(Extracted data entries)
════

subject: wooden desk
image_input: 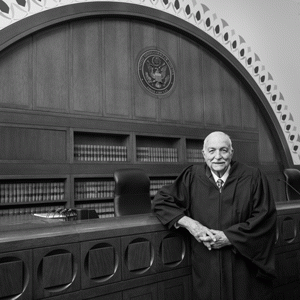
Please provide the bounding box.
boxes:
[0,201,300,300]
[0,215,191,300]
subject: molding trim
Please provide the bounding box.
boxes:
[0,0,300,167]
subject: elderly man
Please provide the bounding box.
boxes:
[153,132,276,300]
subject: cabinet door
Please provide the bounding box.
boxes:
[0,250,32,300]
[157,276,192,300]
[33,243,80,299]
[123,283,158,300]
[84,292,122,300]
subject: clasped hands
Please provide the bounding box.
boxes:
[177,216,231,250]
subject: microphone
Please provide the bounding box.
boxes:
[277,178,300,199]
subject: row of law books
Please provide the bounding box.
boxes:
[76,201,115,218]
[74,180,115,199]
[150,179,174,197]
[0,205,64,217]
[186,149,204,162]
[74,144,127,162]
[136,147,178,162]
[0,181,65,204]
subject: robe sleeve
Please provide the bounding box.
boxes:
[152,166,192,228]
[224,170,277,279]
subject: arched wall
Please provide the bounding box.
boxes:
[0,0,292,166]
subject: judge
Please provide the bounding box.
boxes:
[153,131,276,300]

════

**Set task:**
Copy out the lines, starting with the line containing "subject: arched wall" and going on through the end of the rows, and add 35 to every bounding box coordinate.

**Exercise solution:**
subject: arched wall
Please provide the bounding box.
boxes:
[35,35,327,201]
subject: judge
Please provide the bounding box.
boxes:
[188,166,311,335]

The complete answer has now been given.